**What to do:** How many lines in the records below contain the string "shirt", with case counting? Reply with the number alone.

**Provided records:**
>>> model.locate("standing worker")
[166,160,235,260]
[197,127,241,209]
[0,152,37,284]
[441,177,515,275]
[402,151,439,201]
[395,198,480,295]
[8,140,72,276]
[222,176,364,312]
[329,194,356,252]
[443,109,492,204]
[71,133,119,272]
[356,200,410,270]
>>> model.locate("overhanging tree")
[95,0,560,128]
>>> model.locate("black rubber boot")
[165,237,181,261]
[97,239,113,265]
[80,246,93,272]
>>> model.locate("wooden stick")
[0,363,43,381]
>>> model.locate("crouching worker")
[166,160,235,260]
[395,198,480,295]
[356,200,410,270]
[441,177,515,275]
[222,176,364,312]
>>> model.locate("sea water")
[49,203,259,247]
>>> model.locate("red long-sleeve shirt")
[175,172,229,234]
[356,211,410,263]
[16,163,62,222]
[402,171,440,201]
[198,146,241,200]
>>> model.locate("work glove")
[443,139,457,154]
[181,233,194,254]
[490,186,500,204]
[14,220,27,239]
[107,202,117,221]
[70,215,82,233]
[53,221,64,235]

...

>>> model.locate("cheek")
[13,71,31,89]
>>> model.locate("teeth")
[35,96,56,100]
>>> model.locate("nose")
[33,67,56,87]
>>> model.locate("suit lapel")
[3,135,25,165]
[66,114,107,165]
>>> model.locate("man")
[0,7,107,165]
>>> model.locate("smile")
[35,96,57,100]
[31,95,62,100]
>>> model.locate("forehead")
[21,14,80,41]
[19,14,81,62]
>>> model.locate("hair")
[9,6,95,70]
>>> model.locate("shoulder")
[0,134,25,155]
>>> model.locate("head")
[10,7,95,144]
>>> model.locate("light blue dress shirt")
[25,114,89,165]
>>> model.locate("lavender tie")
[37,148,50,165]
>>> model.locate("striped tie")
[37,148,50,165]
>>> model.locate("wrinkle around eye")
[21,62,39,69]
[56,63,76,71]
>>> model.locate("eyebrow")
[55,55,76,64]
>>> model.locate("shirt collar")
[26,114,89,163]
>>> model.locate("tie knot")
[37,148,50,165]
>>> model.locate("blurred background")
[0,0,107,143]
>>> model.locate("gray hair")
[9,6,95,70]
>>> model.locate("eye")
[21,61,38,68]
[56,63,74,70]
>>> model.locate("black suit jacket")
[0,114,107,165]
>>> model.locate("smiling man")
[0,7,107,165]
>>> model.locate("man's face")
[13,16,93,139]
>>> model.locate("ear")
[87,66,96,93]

**Worked answer:** 3